— begin Supplied material —

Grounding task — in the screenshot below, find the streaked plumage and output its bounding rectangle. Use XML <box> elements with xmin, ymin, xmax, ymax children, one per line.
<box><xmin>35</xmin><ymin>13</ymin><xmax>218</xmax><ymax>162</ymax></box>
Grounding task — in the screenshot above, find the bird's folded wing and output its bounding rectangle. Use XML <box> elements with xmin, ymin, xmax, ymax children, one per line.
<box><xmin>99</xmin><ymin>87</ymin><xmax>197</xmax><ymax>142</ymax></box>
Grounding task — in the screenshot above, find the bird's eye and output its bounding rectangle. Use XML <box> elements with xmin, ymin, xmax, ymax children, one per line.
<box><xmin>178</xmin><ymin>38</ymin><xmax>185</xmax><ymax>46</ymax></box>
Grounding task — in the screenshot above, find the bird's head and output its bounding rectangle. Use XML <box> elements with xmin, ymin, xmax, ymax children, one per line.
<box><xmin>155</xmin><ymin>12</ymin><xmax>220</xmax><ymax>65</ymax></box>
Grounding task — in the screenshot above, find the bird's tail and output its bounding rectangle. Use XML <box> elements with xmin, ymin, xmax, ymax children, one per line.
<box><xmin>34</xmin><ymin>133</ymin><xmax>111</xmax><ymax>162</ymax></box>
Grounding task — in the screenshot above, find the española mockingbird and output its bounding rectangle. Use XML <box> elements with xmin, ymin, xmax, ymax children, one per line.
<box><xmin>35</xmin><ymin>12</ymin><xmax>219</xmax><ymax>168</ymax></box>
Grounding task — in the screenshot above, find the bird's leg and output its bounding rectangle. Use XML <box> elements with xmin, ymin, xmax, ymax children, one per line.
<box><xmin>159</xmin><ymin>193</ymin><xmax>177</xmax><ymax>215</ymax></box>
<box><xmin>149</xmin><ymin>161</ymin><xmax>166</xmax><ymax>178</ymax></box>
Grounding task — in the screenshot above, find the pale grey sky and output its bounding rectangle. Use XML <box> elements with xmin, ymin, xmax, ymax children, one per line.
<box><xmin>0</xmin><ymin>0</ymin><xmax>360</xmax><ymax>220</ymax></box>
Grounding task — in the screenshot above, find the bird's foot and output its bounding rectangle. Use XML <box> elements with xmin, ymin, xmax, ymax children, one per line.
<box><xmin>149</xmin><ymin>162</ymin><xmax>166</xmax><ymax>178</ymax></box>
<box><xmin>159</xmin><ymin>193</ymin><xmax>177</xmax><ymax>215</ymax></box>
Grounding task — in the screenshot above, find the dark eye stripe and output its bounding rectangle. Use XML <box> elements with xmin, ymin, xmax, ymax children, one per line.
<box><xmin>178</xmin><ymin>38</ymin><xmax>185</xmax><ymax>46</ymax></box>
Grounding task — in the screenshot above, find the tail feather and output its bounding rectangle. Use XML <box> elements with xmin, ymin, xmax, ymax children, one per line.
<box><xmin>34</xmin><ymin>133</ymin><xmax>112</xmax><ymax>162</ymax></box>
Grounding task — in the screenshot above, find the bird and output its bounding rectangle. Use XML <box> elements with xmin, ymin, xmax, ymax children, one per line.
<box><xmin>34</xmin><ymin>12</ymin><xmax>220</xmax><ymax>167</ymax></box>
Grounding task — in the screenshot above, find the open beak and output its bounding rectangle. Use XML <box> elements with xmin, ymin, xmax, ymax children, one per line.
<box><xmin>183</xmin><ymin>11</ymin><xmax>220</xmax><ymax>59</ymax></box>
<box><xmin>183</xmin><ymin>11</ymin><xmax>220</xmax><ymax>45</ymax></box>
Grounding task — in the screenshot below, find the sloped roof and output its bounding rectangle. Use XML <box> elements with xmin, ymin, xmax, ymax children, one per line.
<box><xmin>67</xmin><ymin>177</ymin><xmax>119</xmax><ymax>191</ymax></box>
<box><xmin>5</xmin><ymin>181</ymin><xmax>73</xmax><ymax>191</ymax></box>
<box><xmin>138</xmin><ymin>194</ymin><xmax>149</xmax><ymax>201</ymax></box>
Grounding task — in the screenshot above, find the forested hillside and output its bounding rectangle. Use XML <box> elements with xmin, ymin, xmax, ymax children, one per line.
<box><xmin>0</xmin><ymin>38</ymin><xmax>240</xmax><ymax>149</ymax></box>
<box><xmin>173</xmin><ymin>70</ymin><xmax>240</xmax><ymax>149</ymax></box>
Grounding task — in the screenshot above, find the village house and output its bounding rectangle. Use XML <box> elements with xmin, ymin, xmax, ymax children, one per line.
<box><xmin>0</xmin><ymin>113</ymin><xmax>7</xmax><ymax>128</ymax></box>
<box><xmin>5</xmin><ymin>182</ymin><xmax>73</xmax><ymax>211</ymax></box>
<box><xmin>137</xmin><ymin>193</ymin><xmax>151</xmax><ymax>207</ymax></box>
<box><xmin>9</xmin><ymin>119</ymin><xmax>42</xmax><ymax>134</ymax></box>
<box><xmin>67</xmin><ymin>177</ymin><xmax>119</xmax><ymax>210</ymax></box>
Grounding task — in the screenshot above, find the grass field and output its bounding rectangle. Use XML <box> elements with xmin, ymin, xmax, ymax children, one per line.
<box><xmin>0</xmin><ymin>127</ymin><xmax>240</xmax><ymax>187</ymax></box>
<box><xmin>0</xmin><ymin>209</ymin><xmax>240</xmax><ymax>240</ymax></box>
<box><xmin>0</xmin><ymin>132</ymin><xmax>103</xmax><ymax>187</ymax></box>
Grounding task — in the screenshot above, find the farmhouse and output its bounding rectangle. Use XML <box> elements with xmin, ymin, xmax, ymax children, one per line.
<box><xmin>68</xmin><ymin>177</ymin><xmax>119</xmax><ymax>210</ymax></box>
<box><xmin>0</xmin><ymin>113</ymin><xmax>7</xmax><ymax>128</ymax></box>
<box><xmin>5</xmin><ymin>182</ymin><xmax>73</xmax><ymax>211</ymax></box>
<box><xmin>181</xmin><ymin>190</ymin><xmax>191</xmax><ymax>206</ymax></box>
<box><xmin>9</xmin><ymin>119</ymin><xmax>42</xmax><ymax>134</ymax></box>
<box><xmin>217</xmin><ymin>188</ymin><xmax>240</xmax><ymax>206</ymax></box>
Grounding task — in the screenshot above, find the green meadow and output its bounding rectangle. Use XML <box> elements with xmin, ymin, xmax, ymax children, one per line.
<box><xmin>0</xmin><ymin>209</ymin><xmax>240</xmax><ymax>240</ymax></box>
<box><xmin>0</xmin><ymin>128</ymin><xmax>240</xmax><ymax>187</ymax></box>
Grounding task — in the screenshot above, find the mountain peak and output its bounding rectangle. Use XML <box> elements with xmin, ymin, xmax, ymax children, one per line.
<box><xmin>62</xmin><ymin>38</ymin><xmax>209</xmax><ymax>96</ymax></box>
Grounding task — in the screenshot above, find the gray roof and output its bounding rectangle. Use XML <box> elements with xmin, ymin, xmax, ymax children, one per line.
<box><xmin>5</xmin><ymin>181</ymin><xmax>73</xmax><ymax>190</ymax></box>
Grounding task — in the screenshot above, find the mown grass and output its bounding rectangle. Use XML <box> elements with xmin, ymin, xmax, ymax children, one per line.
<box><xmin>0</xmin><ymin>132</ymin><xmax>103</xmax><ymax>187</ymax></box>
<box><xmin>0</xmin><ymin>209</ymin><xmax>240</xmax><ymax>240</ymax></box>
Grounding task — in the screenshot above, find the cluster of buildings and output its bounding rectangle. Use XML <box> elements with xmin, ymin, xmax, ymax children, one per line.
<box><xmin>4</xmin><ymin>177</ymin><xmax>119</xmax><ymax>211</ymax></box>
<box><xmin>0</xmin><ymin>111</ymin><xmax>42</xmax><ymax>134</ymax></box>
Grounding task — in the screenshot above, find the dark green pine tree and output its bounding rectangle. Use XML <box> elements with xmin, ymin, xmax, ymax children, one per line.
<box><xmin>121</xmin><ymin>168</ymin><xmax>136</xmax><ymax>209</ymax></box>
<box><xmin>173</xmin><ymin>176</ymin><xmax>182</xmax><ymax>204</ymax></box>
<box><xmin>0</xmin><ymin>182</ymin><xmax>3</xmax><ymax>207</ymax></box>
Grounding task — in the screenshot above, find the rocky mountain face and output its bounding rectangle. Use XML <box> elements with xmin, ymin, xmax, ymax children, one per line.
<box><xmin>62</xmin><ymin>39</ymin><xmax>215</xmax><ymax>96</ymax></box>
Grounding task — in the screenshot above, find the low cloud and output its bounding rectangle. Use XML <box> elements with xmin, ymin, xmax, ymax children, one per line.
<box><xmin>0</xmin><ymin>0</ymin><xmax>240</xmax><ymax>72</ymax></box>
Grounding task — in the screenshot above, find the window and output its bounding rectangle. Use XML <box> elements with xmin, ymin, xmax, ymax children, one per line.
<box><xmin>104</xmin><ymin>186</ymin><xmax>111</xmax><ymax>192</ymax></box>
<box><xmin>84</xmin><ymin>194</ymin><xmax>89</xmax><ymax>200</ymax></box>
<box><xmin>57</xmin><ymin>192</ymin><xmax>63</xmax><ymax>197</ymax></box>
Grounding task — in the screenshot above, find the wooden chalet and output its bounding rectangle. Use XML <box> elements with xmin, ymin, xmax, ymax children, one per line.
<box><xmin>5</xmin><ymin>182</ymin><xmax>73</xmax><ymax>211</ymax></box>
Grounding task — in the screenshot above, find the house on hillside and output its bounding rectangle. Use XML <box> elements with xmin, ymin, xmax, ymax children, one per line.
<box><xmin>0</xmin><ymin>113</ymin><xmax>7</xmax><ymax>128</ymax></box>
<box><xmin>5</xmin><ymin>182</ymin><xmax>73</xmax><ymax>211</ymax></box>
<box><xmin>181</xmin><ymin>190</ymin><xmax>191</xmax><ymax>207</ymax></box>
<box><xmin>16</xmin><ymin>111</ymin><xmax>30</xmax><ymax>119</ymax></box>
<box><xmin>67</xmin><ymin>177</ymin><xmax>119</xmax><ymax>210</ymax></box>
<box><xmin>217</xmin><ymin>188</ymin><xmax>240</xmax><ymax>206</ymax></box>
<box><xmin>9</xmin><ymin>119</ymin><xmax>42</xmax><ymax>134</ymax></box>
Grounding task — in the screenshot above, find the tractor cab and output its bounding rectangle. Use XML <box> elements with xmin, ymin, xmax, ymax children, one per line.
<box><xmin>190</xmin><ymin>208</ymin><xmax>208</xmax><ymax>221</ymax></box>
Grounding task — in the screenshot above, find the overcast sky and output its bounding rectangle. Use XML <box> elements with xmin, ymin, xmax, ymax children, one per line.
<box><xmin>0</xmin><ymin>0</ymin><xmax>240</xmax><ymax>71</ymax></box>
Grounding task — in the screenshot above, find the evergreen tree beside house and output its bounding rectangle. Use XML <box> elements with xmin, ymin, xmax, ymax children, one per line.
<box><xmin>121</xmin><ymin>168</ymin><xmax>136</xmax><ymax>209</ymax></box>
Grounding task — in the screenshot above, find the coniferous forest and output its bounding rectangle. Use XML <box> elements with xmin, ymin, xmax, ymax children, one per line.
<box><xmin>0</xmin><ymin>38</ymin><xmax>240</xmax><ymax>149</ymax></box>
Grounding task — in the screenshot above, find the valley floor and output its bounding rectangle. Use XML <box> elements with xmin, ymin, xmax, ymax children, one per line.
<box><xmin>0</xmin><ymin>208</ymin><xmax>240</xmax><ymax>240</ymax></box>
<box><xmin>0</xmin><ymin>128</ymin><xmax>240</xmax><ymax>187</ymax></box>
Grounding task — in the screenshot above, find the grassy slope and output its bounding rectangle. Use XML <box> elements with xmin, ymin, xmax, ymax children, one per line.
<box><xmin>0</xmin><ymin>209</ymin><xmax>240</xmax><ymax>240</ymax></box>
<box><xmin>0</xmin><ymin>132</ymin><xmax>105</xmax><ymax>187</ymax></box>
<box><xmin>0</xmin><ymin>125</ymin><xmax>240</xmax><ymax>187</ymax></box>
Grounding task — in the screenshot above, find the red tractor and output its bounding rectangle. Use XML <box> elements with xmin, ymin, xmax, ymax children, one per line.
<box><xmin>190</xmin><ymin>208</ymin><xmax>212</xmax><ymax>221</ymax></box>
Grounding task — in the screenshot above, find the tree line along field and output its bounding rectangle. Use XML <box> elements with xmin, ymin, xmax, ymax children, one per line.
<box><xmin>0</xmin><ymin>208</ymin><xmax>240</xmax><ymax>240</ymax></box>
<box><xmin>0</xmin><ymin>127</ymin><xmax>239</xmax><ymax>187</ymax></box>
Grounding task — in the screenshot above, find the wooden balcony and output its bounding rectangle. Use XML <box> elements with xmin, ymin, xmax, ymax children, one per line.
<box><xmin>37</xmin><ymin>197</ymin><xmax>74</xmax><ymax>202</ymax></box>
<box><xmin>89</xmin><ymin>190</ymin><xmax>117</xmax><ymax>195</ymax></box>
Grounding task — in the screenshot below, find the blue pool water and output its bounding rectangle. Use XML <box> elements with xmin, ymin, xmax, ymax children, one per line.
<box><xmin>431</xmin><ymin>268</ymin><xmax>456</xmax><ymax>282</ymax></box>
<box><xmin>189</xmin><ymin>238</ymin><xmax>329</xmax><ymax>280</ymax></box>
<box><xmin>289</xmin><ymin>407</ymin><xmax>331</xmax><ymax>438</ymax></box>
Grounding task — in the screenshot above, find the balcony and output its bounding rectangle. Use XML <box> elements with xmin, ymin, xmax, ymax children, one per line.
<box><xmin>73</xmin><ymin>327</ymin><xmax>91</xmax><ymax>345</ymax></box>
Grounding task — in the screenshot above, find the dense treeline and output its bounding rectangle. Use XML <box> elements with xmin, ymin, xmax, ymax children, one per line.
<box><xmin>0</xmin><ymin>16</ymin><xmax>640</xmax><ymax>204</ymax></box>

— end Supplied material —

▶ [What needs to be done]
Your task is to extract the lines running from the one with "Grounding task — in the screenshot above, find the balcony" to the end of the material, inclusive, copying each exactly and adding nothing.

▶ [Solution to this problem]
Grounding task — in the screenshot above, find the balcony and output its bounding rectangle. Use XML <box> elements with xmin, ymin, xmax, ymax children, one per line.
<box><xmin>73</xmin><ymin>327</ymin><xmax>91</xmax><ymax>345</ymax></box>
Grounding task — in the screenshot above, find the dense treeline and output its bounding rectangle. Use XML <box> elements with xmin, ymin, xmax, ymax children, one per line.
<box><xmin>0</xmin><ymin>16</ymin><xmax>640</xmax><ymax>204</ymax></box>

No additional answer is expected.